━━━━━ Selected text
Scott Agnew guilty of screwdriver murder over 'drug debt'
A man who stabbed a former workmate in the head over an alleged drug debt "hunted" him down with the intention of murdering him, a court has heard.
Scott Agnew was heard threatening to stab Stewart Rexter before the attack because he had failed to repay the £400 he had owed for five months.
Mr Rexter, 38, was found with head injuries in Airdrie on 3 November and died in hospital two days later.
A jury found Agnew, 29, guilty of murder.
The High Court in Livingston heard that Agnew's friends had called him when they spotted Mr Rexter - known as Chico - in Airdrie, North Lanarkshire, at about 17:00 on 3 November.
He told them to follow his intended victim until he could get there and, after he caught up with them, accelerated towards Mr Rexter, braked to a halt beside him and jumped out of his BMW X5 to launch a surprise attack.
He grabbed the 38-year-old by the clothing and punched him repeatedly before stabbing him once in the head with a six-inch screwdriver bit.
The jury watched dramatic footage of the attack, captured on CCTV cameras at private houses in Victoria Place, Airdrie.
They also heard from Agnew's girlfriend Lisa Armstrong, 26, who was in the car with him saw the two men fighting.
She gave evidence that Agnew then told her he'd "just stabbed Chico".
"He brought out a screwdriver and chucked it out the car window onto the grass verge. I only seen the silver bit of it.
━━━━━━━━━━
- Required work:
[1] Copy the news report from "He grabbed the" through "silver bit of it.", replacing "CCTV cameras" with "security cameras".
[2] According to the news report, how much money had Stewart Rexter failed to repay?
━━━━━ Extracted records
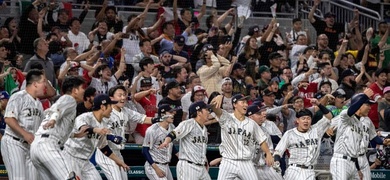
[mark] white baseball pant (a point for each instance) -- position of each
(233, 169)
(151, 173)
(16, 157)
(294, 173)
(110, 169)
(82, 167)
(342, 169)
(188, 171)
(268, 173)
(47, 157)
━━━━━━━━━━
- Solutions in order:
[1]
He grabbed the 38-year-old by the clothing and punched him repeatedly before stabbing him once in the head with a six-inch screwdriver bit.
The jury watched dramatic footage of the attack, captured on security cameras at private houses in Victoria Place, Airdrie.
They also heard from Agnew's girlfriend Lisa Armstrong, 26, who was in the car with him saw the two men fighting.
She gave evidence that Agnew then told her he'd "just stabbed Chico".
"He brought out a screwdriver and chucked it out the car window onto the grass verge. I only seen the silver bit of it.

[2] £400